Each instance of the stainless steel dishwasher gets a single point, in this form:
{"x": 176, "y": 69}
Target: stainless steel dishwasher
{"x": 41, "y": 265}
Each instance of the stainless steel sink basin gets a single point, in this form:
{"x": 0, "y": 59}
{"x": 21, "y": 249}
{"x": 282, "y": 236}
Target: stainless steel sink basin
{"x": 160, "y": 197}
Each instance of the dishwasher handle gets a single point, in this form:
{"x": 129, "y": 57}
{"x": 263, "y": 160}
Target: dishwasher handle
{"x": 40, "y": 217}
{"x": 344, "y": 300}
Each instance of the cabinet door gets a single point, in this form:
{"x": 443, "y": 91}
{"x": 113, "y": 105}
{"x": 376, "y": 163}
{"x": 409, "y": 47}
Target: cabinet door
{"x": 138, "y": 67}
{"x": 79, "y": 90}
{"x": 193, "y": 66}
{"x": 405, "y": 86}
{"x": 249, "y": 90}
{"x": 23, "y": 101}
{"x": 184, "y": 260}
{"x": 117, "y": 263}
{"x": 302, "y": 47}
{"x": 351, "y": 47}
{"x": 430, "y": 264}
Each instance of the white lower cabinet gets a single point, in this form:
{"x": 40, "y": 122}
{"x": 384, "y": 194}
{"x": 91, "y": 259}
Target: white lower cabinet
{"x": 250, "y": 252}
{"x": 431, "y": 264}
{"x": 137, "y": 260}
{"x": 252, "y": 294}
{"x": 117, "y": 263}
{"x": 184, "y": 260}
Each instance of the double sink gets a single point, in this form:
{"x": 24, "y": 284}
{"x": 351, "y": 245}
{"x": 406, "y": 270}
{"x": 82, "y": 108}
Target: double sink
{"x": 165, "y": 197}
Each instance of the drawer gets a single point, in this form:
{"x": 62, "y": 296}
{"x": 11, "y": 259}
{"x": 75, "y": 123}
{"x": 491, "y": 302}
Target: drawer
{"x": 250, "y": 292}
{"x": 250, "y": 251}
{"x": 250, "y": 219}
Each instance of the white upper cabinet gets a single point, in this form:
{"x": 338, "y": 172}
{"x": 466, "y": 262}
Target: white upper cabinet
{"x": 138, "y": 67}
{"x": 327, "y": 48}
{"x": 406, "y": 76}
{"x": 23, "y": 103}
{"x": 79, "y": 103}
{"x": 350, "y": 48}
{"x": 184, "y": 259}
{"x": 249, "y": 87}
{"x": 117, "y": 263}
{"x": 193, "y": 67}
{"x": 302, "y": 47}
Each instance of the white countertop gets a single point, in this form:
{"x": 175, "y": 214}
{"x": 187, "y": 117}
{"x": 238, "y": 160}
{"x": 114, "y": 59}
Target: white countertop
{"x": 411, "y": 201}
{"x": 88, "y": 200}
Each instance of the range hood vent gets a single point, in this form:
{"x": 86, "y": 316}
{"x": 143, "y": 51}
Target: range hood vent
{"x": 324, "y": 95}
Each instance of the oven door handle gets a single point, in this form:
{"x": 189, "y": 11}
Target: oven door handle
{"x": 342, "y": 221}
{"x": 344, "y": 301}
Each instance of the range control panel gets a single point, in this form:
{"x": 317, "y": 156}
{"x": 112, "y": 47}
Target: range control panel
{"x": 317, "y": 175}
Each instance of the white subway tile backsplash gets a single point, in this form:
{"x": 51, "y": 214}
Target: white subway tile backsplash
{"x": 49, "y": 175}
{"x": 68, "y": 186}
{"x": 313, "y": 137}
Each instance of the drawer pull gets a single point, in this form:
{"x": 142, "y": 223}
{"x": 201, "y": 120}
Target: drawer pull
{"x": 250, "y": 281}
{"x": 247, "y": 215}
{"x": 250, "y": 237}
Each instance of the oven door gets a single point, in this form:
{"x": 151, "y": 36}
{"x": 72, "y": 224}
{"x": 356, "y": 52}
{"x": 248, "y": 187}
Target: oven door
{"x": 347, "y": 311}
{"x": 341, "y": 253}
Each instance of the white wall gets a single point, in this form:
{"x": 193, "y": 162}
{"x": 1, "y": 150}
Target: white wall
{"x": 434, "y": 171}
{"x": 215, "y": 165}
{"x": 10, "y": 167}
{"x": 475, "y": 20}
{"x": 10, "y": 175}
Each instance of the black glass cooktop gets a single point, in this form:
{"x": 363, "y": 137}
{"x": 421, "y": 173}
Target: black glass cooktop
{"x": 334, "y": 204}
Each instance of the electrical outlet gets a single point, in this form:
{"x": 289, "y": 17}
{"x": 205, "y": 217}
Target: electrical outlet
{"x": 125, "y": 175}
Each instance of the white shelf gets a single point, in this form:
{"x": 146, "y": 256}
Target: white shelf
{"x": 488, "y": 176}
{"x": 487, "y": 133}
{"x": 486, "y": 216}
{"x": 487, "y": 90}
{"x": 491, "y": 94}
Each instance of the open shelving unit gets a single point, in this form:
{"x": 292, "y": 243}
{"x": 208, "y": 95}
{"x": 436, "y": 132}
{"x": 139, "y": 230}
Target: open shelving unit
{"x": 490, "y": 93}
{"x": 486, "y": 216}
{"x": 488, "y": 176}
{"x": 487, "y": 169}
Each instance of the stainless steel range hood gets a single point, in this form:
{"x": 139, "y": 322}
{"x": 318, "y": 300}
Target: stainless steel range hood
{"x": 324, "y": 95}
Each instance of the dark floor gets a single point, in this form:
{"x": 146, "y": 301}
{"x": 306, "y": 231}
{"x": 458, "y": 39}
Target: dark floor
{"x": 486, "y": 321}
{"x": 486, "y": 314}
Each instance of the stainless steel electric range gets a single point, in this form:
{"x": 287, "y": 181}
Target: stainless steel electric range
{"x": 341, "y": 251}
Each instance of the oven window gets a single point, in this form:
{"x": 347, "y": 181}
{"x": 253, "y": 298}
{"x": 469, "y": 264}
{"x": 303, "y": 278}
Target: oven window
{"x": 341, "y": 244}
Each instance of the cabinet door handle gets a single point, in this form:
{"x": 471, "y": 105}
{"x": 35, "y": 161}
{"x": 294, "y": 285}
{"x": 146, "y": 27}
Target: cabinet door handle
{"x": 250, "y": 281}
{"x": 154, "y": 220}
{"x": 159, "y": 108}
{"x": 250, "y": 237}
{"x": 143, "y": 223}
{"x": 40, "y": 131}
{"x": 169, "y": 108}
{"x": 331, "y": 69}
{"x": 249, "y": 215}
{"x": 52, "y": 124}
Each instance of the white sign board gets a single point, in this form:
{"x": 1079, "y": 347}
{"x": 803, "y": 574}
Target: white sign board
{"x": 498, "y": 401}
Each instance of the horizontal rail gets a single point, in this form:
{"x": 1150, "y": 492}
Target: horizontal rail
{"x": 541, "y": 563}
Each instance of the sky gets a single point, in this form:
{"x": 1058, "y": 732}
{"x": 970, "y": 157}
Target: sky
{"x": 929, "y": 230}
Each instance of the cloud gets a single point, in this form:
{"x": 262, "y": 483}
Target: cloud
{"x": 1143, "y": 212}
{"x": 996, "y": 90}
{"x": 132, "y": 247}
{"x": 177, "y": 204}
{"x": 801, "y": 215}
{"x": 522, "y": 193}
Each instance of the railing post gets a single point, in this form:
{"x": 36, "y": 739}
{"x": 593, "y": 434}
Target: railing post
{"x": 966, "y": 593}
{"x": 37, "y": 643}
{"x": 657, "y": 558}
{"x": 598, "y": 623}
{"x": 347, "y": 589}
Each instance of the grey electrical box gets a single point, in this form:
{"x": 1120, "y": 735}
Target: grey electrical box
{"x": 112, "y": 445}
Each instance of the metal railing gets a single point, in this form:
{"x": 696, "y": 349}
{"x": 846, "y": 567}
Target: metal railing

■ Task statement
Copy every single line of the material above that holds "metal".

■ Answer
Each instance of the metal railing gets a single point, in this form:
Target: metal railing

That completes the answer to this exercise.